### ACTION ITEM
Only one portion of the data is to be written out: from the line bearing "Guideline: for each instance of the clear sky, put" through the line bearing "Sample point: [91,126].". Write it exactly as it appears.

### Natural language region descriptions
Segment Open

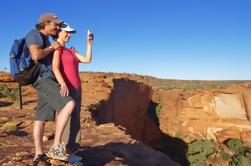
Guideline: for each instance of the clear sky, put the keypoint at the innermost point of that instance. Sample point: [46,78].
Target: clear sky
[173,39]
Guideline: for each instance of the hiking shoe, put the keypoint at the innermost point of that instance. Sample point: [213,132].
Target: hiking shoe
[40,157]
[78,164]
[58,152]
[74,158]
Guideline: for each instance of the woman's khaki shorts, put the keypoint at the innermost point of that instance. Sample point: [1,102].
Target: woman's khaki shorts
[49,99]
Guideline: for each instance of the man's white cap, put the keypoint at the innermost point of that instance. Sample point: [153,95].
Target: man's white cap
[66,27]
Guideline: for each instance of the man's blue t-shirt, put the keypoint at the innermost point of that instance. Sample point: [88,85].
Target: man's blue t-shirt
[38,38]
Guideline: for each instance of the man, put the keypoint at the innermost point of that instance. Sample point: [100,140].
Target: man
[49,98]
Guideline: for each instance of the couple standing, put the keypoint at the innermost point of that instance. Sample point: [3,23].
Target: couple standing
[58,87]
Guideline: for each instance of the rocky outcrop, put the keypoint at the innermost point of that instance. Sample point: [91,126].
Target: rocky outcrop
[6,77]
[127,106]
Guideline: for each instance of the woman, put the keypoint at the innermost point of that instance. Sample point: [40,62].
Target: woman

Segment Closed
Segment Open

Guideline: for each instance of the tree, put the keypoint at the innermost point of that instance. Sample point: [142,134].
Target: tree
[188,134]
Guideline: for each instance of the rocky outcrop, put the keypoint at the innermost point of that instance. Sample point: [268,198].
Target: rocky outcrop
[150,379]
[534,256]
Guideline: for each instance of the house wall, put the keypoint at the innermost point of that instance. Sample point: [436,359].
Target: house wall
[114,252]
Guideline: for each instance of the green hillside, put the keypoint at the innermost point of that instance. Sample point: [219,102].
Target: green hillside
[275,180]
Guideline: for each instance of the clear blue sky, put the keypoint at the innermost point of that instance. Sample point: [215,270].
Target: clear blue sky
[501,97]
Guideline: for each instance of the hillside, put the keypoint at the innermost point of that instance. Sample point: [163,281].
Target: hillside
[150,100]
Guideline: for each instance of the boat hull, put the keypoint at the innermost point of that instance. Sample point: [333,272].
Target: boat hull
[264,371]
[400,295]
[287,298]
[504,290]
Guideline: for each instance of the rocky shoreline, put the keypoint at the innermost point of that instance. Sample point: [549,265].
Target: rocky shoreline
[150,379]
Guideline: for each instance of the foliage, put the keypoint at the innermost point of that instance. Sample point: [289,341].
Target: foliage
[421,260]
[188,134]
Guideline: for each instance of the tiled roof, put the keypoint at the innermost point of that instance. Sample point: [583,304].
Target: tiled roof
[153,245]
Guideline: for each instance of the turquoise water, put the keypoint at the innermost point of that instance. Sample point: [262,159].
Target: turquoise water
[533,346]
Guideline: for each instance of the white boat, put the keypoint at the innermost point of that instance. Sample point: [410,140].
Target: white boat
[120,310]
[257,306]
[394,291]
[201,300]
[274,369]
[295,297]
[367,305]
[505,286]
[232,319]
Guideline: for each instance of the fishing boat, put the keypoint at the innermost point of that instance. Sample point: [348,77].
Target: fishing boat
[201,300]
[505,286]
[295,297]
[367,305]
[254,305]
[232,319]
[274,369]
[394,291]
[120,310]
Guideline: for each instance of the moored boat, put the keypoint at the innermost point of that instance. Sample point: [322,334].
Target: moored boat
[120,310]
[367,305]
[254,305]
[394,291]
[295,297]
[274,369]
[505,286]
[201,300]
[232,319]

Segment Closed

### WRITTEN ANSWER
Guideline: for each instance of the clear sky, put the keypoint at the innermost point of that instance. Sample point: [46,78].
Target: clear sky
[173,39]
Guideline: for each instance of the hiking shoe, put the keypoint at the innermost point of that instance. Sample point: [213,132].
Target: hiking shoe
[40,157]
[78,164]
[58,152]
[74,158]
Guideline: for each instance of the woman's khaki shorts, put the keypoint at the innermost point of that instance. Sample point: [1,102].
Target: woman's khaki shorts
[49,99]
Guideline: for each instance of the man's white cap, put the keypoint at the innermost point of that instance. Sample point: [153,95].
Target: man's white cap
[66,27]
Guideline: for each instance of the man's blue t-shirt, put the keypoint at the innermost point of that instance. Sample point: [88,85].
Target: man's blue t-shirt
[38,38]
Guideline: for each instance of the man, put the keypoint at the innermost point of that instance. Sample point: [100,140].
Target: man
[49,98]
Guideline: for each instance of the couple standing, put the keypoint at the innermost point of that instance. Sample point: [3,23].
Target: couple standing
[58,87]
Guideline: for each instance of the rocky outcrop, put the keypoint at the innermost point of that instance. Sample point: [91,126].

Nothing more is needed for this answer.